*WHAT TO PRODUCE*: Pick out each line of the data below that contains the word "iron", and copy those lines.

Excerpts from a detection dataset
┄┄┄┄┄┄┄┄┄┄
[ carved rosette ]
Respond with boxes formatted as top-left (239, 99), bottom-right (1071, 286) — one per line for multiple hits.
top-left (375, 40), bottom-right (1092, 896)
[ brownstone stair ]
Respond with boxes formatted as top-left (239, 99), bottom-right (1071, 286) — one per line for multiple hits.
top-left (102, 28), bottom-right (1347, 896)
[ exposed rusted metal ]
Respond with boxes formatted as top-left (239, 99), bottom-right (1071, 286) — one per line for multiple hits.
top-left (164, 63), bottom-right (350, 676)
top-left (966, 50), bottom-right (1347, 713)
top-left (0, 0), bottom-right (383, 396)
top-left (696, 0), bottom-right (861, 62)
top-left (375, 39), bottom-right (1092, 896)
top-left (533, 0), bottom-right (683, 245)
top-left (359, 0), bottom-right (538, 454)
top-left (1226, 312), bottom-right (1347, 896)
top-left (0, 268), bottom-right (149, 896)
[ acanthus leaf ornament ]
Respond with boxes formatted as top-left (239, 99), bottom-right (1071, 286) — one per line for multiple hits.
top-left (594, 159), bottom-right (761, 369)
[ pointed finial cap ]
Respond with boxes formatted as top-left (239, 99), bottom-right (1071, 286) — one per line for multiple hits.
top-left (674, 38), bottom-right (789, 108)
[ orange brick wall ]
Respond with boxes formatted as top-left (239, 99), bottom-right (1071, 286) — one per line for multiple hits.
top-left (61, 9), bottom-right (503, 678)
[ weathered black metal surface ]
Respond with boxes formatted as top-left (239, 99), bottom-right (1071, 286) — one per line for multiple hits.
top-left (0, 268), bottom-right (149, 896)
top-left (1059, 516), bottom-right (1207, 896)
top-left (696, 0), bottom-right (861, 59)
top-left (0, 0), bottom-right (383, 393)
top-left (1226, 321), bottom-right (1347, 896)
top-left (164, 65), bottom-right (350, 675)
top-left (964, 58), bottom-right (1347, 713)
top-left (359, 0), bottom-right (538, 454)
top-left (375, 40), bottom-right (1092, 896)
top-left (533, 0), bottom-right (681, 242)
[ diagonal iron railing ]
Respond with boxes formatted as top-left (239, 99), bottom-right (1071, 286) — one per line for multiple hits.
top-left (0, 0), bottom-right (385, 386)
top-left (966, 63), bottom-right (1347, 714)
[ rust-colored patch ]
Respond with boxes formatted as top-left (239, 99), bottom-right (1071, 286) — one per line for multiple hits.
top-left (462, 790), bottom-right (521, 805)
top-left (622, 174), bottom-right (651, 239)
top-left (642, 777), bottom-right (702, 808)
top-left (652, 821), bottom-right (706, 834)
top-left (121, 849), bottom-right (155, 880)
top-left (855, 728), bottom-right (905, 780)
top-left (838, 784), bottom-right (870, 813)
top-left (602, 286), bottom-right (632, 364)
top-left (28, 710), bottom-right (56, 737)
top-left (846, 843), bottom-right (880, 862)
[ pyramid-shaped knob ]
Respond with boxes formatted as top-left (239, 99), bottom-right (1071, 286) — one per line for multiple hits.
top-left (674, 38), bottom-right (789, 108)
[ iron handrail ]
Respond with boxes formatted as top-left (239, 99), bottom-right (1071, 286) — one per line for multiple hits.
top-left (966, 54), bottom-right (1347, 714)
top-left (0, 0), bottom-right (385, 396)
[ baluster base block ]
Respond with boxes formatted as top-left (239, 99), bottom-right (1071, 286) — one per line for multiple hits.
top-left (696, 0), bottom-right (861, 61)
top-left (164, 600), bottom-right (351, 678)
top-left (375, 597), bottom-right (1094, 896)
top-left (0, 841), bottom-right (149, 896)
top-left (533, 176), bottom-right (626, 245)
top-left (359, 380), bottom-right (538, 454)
┄┄┄┄┄┄┄┄┄┄
*EXPECTED OUTPUT*:
[ diagonal iron railing ]
[ iron handrail ]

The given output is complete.